Exercise brief:
Continue the walkthrough on reproducing Tableau's RANK_DENSE with spatial calculations, beginning after its final sentence.

Source extract:
================================

I’m going to use INCLUDE and EXCLUDE LODS, but you can try with FIXED too. Just remember that if you use FIXED you’ll need to account for any other filters/fields on your view (either adding filters to context or including the dimensions that you need to fix by), otherwise the FIXED LOD will bust out beyond the data you want to consider – e.g. include years that you wanted to filter out.

First up some base calcs that will be needed regardless of which version of RANK that we’re trying to replicate:

We need to know the minimum and maximum values in the range as these will end up equating to latitude 0 and 90…

In these calculations Sub-Category is the thing I want to rank and Sales is the measure I want to rank by. You will replace these with the dimension and measure you want to use from your data.

BASE (a) min

{EXCLUDE [Sub-Category]: MIN(
 {INCLUDE [Sub-Category]: SUM([Total Sales])}
 )}

BASE (b) max

{EXCLUDE [Sub-Category]: MAX(
 {INCLUDE [Sub-Category]: SUM([Total Sales])}
 )}

BASE (c) lat

( SUM([Total Sales]) - MIN([BASE (a) min]) )
/
( MIN([BASE (b) max]) - MIN([BASE (a) min]) )
*
90

Next up we convert the latitudes to a point, and we define a buffer radius to get a circle. Note that you may need to tweak this buffer radius if you’re finding that your values, when converted to latitudes and buffered are overlapping too much and giving you incorrect results.

BASE (d) point

MAKEPOINT([BASE (c) lat],0)

BASE (e) buffer m

10

Now we’re in to the RANK_DENSE specifics. We want a buffered circle, and a buffered line back to lat 0, per value. One thing to note here is that some of these spatial functions count as aggregations. And that means they won’t accept aggregated values, so we have to wrap any aggregations in another LOD first – hence the extra INCLUDE in the next calc.

RANKD (g) circle

COLLECT(
 {INCLUDE [Sub-Category]: 
 BUFFER([BASE (d) point],[BASE (e) buffer m],'m')
 })

RANKD (h) line

BUFFER(
 MAKELINE( MAKEPOINT(0,0), [BASE (d) point] ),
 [BASE (e) buffer m], 
 'm')

The penultimate step is to return the overall collection of circles that intersect with a specific value’s line. To do this we use the INTERSECTION spatial function. And we use an EXCLUDE LOD on the circles and an INCLUDE LOD on the line to ensure one is the overall set and the other is specific to the value.

RANKD (i) intersect

INTERSECTION(
 {INCLUDE [Sub-Category]:[RANKD (h) line]}, 
 {EXCLUDE [Sub-Category]:[RANKD (g) circle]}
 )

That leaves the final step being to convert the circles up to and including this specific value that we’re left with back into a count. I don’t think we can count the circles with the spatial functions that Tableau has, but we can return the AREA of the collection of circles, and we can then divide that area by the known area of a single circle (“pi r squared” – where r is the buffer)

RANKD!

1 + FLOOR(ZN(
 AREA([RANKD (i) intersect],'m') 
 / 
 ( PI() * SQUARE([BASE (e) buffer m]) )
))

The use of FLOOR here is to cater for a little bit of overlap in values that are close enough together when converted to latitudes that the buffered circles slightly overlap.  And this is the RANK_DENSE!

================================

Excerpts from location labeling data
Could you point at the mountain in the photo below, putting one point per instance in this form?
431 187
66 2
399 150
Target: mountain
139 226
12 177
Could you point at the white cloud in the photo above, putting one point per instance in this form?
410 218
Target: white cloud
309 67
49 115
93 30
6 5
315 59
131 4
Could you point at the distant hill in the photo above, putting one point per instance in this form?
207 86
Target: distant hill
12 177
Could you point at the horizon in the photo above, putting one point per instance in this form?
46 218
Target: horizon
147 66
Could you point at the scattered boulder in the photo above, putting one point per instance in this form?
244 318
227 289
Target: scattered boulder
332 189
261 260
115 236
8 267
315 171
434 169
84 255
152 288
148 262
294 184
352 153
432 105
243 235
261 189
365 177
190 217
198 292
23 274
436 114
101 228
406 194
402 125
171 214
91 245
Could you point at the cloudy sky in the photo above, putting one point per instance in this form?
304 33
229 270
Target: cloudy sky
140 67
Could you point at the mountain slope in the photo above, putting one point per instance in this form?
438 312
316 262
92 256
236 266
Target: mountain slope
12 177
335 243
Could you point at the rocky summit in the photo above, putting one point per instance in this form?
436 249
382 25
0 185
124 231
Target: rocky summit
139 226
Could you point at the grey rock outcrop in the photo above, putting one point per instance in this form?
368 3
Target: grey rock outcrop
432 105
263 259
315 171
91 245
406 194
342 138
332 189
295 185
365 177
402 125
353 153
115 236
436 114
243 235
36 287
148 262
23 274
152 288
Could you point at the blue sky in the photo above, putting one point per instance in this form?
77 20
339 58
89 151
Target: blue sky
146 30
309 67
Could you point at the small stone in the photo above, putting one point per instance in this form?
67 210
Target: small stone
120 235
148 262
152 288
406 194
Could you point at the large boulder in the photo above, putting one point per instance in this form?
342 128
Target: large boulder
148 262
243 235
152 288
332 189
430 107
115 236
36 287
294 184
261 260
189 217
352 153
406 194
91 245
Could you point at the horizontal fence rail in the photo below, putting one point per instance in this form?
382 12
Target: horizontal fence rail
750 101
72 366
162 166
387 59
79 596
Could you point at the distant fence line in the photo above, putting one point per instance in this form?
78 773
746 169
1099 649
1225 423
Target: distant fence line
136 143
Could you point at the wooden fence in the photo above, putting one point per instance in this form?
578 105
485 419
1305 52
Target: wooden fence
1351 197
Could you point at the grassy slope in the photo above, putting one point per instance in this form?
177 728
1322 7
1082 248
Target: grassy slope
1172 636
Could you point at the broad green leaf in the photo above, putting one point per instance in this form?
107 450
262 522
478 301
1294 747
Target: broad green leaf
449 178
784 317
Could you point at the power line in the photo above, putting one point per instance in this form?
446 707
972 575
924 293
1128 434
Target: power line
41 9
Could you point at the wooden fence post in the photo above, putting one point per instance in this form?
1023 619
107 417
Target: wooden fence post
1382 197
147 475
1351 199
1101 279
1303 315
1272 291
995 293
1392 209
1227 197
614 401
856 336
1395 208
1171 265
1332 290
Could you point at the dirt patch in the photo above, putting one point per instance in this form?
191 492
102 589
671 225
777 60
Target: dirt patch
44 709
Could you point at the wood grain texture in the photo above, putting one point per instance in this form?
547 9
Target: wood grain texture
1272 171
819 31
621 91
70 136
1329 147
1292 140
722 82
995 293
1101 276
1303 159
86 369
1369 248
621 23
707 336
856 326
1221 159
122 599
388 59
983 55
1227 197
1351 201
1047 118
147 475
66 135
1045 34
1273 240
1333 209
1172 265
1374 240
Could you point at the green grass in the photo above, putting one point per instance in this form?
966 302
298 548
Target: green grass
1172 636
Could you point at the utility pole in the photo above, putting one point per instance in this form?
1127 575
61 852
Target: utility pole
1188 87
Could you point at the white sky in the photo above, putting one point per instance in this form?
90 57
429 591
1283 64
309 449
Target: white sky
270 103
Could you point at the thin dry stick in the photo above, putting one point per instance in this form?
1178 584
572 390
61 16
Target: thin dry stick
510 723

================================

Response below:
What about RANK_MODIFIED

In the screenshot above I also included a LOD version of RANK_MODIFED. The approach for this is a little more complex.

It involves a FIXED LOD to determine how many occurences there are of any given value (in my case SUM of Sales per Sub-Category):

BASE (f) num same

{FIXED 
 {FIXED [Sub-Category]:SUM([Total Sales])}:
 COUNTD([Sub-Category])
 }

Working out the radius of a circle whose area would be that number of times larger than the circle for a single occurence of the value:

RANKM (g) radius

// where r = normal radius
// what R (radius) do we need for a circle with N times the area
// pi*r*r*N = pi*R*R
// r*r*N = R*R
// R = SQRT(r*r*N)
SQRT( SQUARE([BASE (e) buffer m]) * [BASE (f) num same])

We then make our buffered points (circles) use this radius, and our buffered line use the max of these radiuses (radii?)

RANKM (h) circle

COLLECT(
 {INCLUDE [Sub-Category]: 
 BUFFER([BASE (d) point],AVG([RANKM (g) radius]),'m')
 })

RANKM (i) line – note the FIXED MAX for radius here

BUFFER(
 MAKELINE( MAKEPOINT(0,0), [BASE (d) point] ),
 MAX({FIXED: MAX([RANKM (g) radius])}), // line buffer max of circle buffers
 'm')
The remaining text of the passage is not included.